▶ _Excerpt_:
·····
RecSys Challenge

Deep funnel optimization for app installations focusing on user privacy.

In this challenge, we are provided a real-world ad dataset from the Sharechat and Moj apps to act as a benchmark for research into deep funnel optimization with a focus on user privacy. As part of the challenge, ShareChat released anonymized dataset corresponds to roughly 10M random users who visited the ShareChat + Moj app over three months.(We do not have the name of the feartures) we are directly given the preprocessed data.


We are provided with the following data:

Feature Description
Row ID f_0
Date f_1
Categorical Features f_2 … f_32
Binary Features f_33 … f_41
Numerical Features f_42 … f_79
Is_click [Binary] Did the user clicked on the ad
Is Install [Binary] Did the user install the app

As the data is anonymized, we do not have the name of the features. The data is preprocessed and we are directly given the preprocessed data. Basic Discription of data is given below:

Total Rows 3485852
Only Installs 358645 ~ 10%
Only Clicks 518357 ~ 15%
Both Installed and Clicked 247957 ~ 7%
Unique Dates 22

Data Exploration

We did some exporation regarding the range of the feautures and no. of classes in categorical features. Along with this we also explored the correlation between features and the target variable. We also explored the class imbalance in the dataset.

Data Preprocessing

All the data is given in terms of number so intialize steps of standardization and encoding (One hot or Label encoding) is not required. We just have to check for missing values and remove them. We have to check for outliers and remove them. We have to check for correlation between features and remove them. We have to check for class imbalance and use techniques like SMOTE to balance the classes.


For categorical features we tried mode imputation , Knn based imputation and probabilistic imputation. For numerical features we tried mean imputation. The missing values can also be given a seperate category.


We tried a lot of models like Logistic Regression, Random Forest, XGBoost, LightGBM, CatBoost, Naive Bayse, etc. We also tried stacking of models. We also tried different techniques like Grid Search, Random Search, Bayesian Optimization, etc. to tune the hyperparameters of the models.
·····
Entries from a dataset
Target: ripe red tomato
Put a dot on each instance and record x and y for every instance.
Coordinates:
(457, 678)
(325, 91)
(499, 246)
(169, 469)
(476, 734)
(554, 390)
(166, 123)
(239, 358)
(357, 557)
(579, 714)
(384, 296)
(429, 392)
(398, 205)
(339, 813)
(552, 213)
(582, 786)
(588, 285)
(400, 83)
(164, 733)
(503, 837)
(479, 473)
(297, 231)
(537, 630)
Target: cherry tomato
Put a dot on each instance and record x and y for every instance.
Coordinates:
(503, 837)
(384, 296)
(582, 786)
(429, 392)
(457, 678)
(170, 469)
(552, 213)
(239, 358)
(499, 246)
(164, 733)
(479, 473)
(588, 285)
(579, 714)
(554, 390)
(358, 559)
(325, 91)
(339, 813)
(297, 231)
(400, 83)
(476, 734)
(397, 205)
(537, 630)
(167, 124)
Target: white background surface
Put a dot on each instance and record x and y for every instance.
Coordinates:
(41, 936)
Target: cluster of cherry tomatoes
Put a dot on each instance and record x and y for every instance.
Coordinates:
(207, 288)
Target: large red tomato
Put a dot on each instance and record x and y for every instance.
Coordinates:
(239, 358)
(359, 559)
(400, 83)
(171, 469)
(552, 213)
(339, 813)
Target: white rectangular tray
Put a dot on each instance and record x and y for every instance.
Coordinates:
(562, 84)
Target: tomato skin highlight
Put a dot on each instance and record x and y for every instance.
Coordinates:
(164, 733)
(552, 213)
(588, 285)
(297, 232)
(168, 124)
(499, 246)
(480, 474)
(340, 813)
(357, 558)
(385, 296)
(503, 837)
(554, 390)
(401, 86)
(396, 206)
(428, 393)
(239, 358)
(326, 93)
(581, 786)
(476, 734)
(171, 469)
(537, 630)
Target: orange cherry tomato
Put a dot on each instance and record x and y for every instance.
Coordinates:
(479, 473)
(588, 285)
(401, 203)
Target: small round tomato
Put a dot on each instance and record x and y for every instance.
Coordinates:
·····
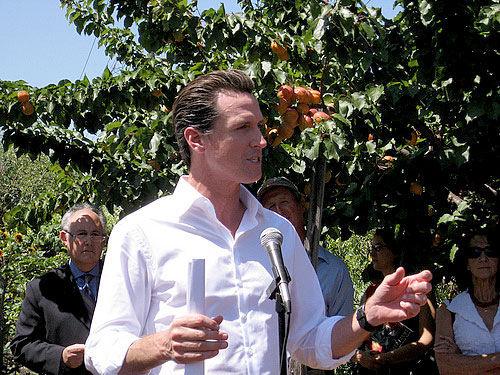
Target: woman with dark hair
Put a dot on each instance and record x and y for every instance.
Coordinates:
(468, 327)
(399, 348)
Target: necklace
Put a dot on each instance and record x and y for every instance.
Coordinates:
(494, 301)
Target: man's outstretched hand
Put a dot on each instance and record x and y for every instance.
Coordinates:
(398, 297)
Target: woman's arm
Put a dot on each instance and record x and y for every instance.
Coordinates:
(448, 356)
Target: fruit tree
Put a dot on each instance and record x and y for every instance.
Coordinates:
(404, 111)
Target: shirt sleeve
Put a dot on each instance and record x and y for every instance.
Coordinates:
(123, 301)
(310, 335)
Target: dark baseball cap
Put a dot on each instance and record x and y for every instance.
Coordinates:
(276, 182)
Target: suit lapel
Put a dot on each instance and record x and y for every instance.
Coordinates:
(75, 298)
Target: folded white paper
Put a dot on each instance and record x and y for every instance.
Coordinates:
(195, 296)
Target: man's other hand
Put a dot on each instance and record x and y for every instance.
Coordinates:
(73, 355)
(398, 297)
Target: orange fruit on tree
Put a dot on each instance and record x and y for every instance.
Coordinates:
·····
▶ _Problem A_: Can you rewrite the RecSys Challenge text between "In this challenge, we" and "feartures) we are directly given the preprocessed data.", inclusive, changing "benchmark" to "reference point"?
▶ _Problem B_:
Using the RecSys Challenge text, answer these:
(i) How many total rows does the data have?
(ii) What imputation was tried for the numerical features?
(iii) Which feature holds the row ID?

▶ _Full response A_:
In this challenge, we are provided a real-world ad dataset from the Sharechat and Moj apps to act as a reference point for research into deep funnel optimization with a focus on user privacy. As part of the challenge, ShareChat released anonymized dataset corresponds to roughly 10M random users who visited the ShareChat + Moj app over three months.(We do not have the name of the feartures) we are directly given the preprocessed data.

▶ _Full response B_:
(i) 3485852
(ii) Mean imputation
(iii) f_0